> _Page_
━━━━━━━━
1) Collect as much information as possible on the file origin. If possible, found out which application produced it and look for its manual. Use Google. If possible, speak with the human originator of the file.

2) Examine the file through other applications. A good text editor is of great help (the one I use - emacs, has very good multilingual support from release 23 - sometimes opening the culprit in emacs is enough to solve the problem)
3) Remember the obvious. The file intended purpose is often enough to solve the problem. XML files, for instance are UTF-8 enacoded unless they explicitely declare an alternative encoding.

4) Have a good (software) toolbox and use it to try all the possible transcodings in order of decreasing probability (for example, if the file should contain japanese tex, the JIS encoding is a likely starting point; for chinese, Big5 would be more likely). If you can, make your experiments on a sample of the file that also contains recognizable sequences of western characters (things like addresses or personal names), because english/ASCII characters tend to be encoding-invariant. Some tools exist that help in automating this process (e.g. the Universal Encoding Detector uses the same euristics most browsers use).
━━━━━━━━
> _The tasks_
A. Decide whether each statement agrees with the tips on file encodings, answering yes or no and quoting the words of the text that settle it. (i) The writer's text editor has had strong multilingual support since release 23. (ii) For Chinese text, JIS is the most likely encoding to try first. (iii) English/ASCII characters tend to change from one encoding to another.
B. In the tips on file encodings, what should a sample of the file contain besides the unknown text, to make experiments easier?
C. Proceed with the tips on file encodings from where they stop.

Excerpts from a detection dataset
━━━━━━━━
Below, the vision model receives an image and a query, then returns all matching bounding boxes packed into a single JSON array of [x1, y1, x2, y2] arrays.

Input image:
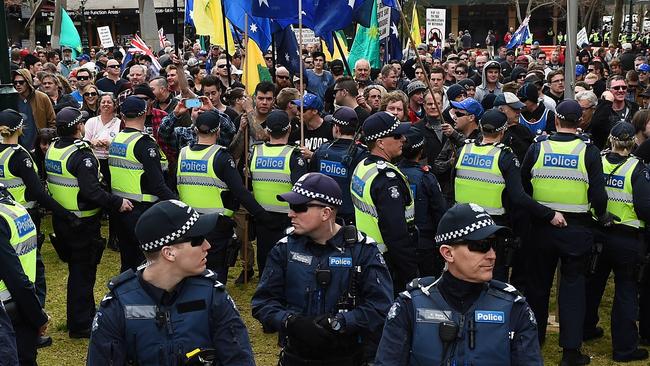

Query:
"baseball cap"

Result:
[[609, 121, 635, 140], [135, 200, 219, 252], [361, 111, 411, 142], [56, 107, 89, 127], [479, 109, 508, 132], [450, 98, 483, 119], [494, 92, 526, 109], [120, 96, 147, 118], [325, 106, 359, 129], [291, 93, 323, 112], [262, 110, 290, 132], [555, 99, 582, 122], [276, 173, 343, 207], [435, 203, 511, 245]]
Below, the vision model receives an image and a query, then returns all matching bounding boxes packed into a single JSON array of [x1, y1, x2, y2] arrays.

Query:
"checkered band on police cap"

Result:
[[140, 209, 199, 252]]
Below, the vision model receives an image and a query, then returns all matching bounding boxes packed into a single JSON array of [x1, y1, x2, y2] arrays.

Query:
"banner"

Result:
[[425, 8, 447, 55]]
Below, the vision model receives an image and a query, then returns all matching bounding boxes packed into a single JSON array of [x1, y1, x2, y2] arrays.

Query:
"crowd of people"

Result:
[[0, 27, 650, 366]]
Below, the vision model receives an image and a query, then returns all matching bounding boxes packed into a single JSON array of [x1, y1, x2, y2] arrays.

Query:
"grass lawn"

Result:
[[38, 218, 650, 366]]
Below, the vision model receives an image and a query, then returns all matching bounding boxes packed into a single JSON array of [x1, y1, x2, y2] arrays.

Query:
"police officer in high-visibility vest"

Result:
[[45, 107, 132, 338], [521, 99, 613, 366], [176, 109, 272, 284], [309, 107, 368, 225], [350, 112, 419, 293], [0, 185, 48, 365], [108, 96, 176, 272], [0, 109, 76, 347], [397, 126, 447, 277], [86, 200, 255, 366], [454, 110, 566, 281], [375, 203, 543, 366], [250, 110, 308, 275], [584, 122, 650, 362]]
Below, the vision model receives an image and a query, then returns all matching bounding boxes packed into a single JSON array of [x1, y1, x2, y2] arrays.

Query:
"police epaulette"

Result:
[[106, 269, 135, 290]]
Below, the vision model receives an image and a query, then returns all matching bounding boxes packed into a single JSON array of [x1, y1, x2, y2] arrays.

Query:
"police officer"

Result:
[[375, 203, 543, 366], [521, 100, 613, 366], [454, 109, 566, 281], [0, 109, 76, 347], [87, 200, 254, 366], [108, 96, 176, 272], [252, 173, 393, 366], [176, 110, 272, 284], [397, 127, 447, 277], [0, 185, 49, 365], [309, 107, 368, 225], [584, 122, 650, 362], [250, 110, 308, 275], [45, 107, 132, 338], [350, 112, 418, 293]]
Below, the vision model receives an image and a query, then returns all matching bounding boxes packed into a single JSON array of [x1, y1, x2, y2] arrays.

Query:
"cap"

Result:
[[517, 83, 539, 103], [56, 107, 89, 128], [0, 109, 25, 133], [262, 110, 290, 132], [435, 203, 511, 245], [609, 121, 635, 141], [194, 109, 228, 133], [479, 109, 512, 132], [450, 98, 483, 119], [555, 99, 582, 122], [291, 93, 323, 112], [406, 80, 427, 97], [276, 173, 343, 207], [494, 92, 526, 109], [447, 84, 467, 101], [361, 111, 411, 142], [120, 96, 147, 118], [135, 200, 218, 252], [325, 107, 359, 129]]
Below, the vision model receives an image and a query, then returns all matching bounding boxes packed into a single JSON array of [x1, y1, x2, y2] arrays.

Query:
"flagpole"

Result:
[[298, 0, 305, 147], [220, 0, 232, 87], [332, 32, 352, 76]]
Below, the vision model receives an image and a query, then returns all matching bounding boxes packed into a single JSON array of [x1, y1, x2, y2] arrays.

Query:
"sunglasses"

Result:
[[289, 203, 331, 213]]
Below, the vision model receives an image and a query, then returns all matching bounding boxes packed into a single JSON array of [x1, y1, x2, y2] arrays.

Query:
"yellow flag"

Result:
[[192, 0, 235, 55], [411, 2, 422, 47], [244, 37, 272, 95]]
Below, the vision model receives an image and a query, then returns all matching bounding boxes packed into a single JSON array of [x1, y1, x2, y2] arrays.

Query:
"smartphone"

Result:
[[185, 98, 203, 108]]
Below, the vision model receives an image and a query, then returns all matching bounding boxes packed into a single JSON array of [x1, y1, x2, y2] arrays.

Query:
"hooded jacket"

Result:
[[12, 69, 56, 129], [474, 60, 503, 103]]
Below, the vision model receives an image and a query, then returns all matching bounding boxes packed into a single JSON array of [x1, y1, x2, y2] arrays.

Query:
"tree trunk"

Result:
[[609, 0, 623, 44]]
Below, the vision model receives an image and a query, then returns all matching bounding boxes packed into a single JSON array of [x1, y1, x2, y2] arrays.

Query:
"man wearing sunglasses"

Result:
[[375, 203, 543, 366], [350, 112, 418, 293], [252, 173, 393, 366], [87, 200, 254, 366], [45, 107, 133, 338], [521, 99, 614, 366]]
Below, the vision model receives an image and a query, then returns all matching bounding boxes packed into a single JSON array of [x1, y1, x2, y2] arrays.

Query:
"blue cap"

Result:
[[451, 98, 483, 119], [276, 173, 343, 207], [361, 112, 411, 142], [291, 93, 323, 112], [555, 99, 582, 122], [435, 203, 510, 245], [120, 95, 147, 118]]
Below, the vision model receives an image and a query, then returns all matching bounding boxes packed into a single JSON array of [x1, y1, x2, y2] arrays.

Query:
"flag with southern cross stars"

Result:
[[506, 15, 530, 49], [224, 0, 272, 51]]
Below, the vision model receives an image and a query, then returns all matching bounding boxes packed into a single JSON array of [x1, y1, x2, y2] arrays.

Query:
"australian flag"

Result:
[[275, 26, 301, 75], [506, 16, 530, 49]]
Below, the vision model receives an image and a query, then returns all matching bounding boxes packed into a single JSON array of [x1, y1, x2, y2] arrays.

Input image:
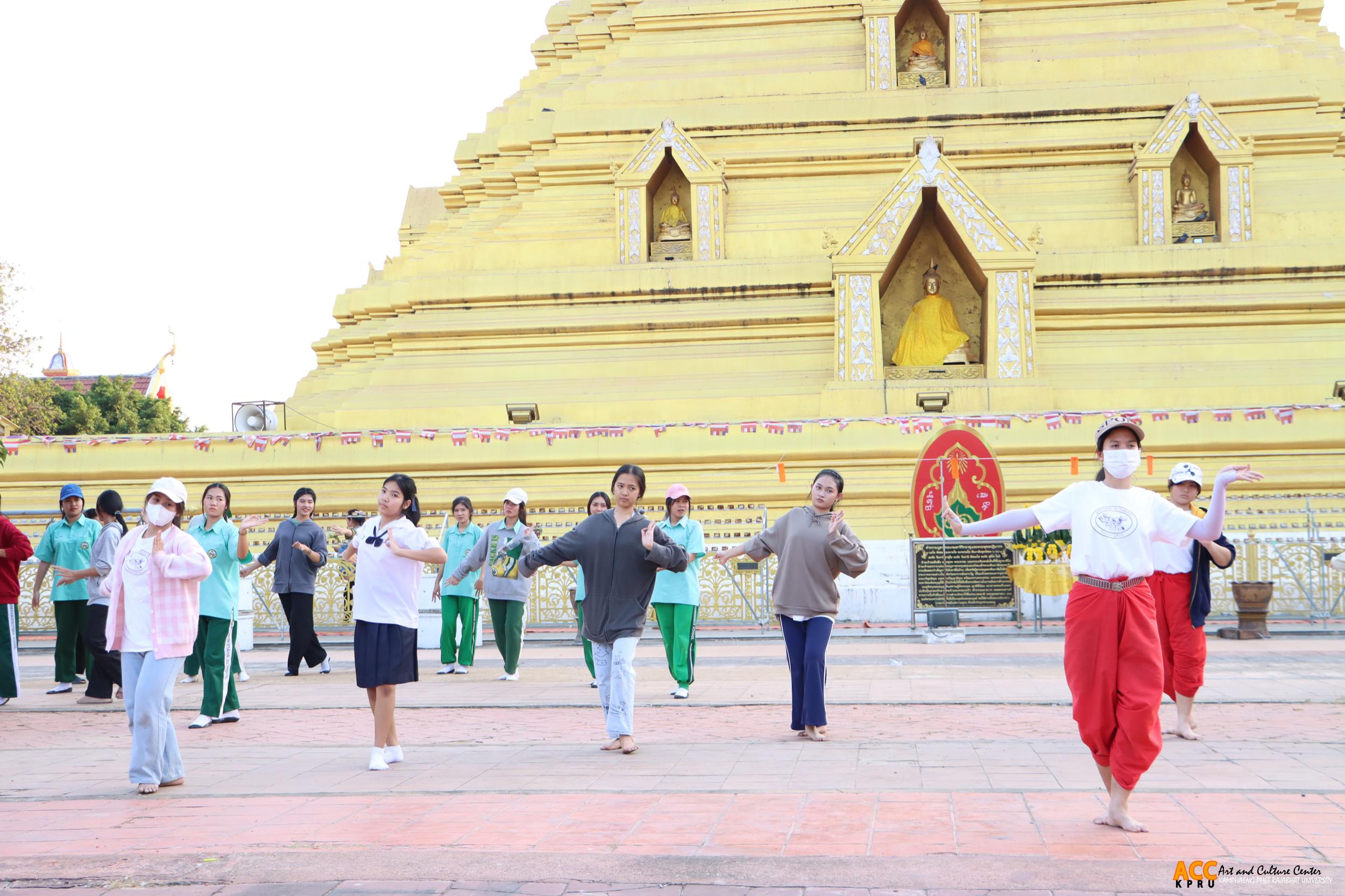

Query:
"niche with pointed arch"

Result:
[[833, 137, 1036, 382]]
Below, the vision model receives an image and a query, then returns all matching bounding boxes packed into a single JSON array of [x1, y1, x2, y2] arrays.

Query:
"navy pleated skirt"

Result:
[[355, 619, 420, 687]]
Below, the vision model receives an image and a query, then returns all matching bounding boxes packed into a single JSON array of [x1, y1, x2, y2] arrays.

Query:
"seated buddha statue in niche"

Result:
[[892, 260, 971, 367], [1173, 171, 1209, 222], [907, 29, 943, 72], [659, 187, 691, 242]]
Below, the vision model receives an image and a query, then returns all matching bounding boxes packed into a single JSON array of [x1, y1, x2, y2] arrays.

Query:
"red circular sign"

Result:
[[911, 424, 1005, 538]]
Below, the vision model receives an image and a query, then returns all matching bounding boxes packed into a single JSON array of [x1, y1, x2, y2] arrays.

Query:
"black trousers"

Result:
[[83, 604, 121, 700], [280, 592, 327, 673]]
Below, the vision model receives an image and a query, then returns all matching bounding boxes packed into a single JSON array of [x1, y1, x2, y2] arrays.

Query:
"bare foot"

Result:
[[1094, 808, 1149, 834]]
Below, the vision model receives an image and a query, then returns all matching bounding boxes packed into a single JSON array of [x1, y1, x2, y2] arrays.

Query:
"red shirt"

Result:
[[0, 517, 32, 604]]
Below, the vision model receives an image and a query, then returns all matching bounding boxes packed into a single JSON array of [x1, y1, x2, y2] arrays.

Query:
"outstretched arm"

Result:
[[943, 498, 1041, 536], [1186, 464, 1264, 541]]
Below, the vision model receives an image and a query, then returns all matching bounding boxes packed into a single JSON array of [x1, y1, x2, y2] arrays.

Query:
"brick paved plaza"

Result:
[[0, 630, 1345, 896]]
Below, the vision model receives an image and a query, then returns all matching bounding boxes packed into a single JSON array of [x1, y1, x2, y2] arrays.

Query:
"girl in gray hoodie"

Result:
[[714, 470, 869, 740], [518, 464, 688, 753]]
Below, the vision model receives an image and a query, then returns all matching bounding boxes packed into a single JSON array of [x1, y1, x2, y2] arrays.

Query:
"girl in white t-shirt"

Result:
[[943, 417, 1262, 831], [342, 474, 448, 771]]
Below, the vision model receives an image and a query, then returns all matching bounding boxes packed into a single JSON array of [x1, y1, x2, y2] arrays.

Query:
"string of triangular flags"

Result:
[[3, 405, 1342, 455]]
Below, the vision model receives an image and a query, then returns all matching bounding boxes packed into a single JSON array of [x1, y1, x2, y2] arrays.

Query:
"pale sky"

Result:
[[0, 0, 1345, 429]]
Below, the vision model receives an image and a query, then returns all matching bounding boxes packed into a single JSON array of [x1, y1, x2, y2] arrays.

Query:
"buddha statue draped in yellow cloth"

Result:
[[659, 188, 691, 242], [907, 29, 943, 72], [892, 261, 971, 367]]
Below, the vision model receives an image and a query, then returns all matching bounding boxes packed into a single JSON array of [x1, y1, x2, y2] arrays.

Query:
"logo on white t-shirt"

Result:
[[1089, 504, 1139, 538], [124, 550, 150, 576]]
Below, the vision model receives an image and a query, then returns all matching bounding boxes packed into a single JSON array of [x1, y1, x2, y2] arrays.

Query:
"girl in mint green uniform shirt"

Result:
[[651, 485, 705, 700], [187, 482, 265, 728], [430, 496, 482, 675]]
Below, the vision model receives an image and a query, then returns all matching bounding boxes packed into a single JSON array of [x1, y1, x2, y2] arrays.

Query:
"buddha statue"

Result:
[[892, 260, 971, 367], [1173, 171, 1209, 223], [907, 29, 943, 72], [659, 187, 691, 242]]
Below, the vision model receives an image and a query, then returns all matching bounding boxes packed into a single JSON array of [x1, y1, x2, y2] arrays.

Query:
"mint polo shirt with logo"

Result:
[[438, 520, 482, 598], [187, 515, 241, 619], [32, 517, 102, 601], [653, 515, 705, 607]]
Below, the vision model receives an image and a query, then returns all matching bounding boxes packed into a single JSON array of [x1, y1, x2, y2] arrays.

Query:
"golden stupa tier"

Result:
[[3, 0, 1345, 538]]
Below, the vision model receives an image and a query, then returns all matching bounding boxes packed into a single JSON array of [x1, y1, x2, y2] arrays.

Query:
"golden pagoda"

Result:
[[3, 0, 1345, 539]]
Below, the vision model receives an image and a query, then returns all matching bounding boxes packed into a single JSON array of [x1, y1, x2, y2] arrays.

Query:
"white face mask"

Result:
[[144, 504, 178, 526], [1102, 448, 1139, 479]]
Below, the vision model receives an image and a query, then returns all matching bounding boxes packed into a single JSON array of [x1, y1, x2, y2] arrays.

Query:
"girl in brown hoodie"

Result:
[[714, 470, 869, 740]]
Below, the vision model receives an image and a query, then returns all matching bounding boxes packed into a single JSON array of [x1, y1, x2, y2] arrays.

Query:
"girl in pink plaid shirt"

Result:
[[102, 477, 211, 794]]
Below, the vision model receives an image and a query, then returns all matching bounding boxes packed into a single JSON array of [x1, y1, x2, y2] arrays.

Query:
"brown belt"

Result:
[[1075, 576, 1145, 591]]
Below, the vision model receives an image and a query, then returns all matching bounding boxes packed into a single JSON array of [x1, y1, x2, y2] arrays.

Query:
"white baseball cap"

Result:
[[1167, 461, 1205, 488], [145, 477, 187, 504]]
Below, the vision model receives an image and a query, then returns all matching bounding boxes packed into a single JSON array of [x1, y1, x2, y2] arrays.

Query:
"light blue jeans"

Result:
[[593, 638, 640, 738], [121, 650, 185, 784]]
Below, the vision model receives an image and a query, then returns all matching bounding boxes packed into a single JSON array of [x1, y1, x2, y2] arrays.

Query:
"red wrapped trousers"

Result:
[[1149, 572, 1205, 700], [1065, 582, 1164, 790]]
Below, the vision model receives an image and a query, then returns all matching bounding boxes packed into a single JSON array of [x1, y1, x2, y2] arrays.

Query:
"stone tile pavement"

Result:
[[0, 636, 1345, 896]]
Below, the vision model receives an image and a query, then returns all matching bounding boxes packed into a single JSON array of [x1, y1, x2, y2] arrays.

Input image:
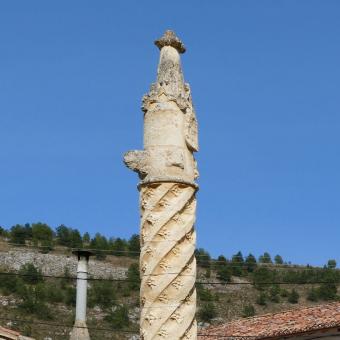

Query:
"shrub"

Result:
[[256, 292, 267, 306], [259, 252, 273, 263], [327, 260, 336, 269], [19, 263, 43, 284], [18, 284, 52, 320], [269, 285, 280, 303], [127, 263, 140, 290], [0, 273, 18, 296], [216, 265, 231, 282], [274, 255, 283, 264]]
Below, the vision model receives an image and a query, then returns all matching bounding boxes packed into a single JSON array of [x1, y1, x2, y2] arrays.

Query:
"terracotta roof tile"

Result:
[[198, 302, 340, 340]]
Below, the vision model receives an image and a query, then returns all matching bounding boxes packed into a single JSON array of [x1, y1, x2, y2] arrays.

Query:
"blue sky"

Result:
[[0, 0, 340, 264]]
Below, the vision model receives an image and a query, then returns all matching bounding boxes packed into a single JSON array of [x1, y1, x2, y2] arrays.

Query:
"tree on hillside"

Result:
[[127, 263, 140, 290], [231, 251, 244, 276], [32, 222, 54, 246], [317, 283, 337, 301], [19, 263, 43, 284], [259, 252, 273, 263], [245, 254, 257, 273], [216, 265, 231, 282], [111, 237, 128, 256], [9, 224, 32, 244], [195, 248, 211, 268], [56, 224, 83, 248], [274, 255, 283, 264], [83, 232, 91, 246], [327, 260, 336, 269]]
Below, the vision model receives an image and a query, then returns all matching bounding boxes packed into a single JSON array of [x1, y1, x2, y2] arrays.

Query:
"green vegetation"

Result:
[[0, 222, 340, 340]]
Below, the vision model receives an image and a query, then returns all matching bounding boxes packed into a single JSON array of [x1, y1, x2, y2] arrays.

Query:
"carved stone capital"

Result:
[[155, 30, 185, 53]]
━━━━━━━━
> _Task-by-task results_
A. (i) Yes: "the one I use - emacs, has very good multilingual support from release 23". (ii) No: "for chinese, Big5 would be more likely". (iii) No: "because english/ASCII characters tend to be encoding-invariant".

B. It should also contain recognizable sequences of western characters, such as addresses or personal names.

C.
See also appendix A for a couple of (python) functions which may be handy in this activity.

Having a clear mental picture of the purpose of your actions and of the intended behavior of your tools is an important part of this puzzle solving activity. This (python oriented) link may shed further light on the subject http://code.activestate.com/recipes/466341/

Some programming tips

The brute force approach to cracking the "fundamental problem" almost invariably requires some programming. Most programming languages, these days, claim "Unicode support", but what is meant with this is far from clear. To the best of my understanding, a programming language with "Unicode support" is a language that can represent text objects (i.e. strings) as Unicode codepoints, and that can convert a sequence of Unicode codepoints to a text object. You will notice that this tells us nothing about the process by which one can convert the language internal representation of textual objects to a suitable external representation (which is what mostly concerns us). What happens is that basically every language has its own way of doing it, which is, to say the least, confusing.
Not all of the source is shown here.